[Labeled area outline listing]
-------------------------

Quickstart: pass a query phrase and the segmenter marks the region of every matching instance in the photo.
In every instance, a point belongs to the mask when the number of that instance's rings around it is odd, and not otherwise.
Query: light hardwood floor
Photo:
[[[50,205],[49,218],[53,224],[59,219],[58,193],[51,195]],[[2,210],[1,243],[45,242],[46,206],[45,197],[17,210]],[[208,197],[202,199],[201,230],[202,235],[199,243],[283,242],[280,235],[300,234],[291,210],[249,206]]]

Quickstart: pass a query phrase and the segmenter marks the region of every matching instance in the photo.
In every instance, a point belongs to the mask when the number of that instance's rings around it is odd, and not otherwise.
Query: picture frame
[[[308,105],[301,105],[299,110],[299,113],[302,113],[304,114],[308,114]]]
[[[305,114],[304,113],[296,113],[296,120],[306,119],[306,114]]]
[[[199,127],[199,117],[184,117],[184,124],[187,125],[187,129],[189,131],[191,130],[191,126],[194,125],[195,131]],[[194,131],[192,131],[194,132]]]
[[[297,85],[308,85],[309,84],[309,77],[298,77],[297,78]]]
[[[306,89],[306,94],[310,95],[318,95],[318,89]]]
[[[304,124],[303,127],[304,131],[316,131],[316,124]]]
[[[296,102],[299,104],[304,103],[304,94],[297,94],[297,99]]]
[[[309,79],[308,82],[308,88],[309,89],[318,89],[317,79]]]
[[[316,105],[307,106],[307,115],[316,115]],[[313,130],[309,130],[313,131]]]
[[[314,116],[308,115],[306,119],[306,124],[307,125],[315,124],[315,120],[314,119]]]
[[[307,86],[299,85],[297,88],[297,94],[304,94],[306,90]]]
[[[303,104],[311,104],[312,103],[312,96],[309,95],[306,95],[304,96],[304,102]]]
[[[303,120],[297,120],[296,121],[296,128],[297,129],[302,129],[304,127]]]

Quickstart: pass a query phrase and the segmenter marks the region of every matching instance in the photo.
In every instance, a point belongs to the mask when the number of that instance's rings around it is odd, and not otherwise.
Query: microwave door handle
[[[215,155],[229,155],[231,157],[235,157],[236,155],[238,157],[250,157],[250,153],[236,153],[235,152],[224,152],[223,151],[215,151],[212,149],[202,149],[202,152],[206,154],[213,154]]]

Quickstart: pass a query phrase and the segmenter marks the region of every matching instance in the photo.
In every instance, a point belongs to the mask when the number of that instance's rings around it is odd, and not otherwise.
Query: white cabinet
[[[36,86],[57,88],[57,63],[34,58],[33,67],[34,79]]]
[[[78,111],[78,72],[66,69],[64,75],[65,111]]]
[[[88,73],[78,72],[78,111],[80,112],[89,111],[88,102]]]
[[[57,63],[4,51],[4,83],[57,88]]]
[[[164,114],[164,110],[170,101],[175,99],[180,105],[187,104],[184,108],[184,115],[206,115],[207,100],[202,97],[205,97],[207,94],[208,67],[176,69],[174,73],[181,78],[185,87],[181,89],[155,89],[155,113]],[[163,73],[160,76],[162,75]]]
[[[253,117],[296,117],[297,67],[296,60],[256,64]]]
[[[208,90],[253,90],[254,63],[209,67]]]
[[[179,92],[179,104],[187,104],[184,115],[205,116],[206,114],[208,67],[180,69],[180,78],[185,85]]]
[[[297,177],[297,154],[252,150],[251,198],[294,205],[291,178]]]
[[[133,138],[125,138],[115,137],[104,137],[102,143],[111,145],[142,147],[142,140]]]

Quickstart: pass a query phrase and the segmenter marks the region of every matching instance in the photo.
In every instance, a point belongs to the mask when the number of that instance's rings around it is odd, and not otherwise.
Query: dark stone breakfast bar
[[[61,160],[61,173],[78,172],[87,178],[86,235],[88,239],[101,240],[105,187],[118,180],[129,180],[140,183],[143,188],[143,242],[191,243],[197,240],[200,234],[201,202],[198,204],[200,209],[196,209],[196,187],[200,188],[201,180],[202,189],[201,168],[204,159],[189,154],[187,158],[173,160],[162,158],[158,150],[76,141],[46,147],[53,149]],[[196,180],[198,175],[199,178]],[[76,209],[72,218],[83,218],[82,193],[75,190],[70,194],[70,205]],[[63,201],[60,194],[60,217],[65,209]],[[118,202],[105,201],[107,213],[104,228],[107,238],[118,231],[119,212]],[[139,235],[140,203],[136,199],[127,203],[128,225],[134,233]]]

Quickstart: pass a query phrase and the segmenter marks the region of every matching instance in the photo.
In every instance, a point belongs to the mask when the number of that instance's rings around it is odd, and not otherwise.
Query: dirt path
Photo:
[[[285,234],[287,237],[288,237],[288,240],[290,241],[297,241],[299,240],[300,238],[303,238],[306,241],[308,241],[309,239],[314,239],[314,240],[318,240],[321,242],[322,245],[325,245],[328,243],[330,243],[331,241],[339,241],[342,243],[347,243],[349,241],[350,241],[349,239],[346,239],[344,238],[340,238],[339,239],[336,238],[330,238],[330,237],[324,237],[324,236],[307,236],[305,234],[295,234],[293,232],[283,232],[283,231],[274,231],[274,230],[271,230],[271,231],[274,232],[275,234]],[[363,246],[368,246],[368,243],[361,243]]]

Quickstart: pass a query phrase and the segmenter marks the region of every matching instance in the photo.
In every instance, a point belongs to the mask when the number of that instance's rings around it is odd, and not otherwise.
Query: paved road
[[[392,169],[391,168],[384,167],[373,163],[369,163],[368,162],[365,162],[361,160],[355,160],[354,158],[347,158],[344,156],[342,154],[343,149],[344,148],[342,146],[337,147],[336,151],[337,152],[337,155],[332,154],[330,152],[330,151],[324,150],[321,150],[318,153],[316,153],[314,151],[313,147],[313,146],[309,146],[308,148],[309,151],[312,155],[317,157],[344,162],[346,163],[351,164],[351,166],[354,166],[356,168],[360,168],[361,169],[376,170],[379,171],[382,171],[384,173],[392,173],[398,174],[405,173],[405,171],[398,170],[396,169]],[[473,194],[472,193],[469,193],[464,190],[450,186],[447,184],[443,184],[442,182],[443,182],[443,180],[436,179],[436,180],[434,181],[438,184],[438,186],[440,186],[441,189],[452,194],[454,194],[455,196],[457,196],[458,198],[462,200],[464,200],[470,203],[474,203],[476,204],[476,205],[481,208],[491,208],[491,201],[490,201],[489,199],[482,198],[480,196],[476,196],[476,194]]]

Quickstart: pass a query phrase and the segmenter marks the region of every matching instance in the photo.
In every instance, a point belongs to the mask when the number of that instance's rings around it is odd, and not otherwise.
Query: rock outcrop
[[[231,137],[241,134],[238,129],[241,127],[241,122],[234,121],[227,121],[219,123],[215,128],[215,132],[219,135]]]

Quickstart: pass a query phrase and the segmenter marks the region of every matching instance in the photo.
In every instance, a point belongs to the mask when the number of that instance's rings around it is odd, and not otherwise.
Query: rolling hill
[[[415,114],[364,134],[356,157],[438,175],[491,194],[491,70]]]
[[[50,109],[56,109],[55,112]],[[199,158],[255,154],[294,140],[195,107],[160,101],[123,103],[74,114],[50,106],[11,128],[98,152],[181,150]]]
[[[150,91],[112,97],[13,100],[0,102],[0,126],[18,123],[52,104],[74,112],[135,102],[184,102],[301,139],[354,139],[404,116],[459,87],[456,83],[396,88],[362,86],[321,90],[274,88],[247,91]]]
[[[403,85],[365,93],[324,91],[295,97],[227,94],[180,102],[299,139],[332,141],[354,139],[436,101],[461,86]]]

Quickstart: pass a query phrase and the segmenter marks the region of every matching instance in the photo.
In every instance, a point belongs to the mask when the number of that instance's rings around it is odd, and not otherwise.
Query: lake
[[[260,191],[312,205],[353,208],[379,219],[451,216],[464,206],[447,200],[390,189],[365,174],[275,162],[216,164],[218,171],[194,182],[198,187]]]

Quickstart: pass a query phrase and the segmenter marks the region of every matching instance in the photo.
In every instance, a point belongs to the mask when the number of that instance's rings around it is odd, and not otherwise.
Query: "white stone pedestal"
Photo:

-------------------------

Gather every line of the listing that contains the string "stone". Case counts.

Exercise response —
Query: dark stone breakfast bar
Query: "white stone pedestal"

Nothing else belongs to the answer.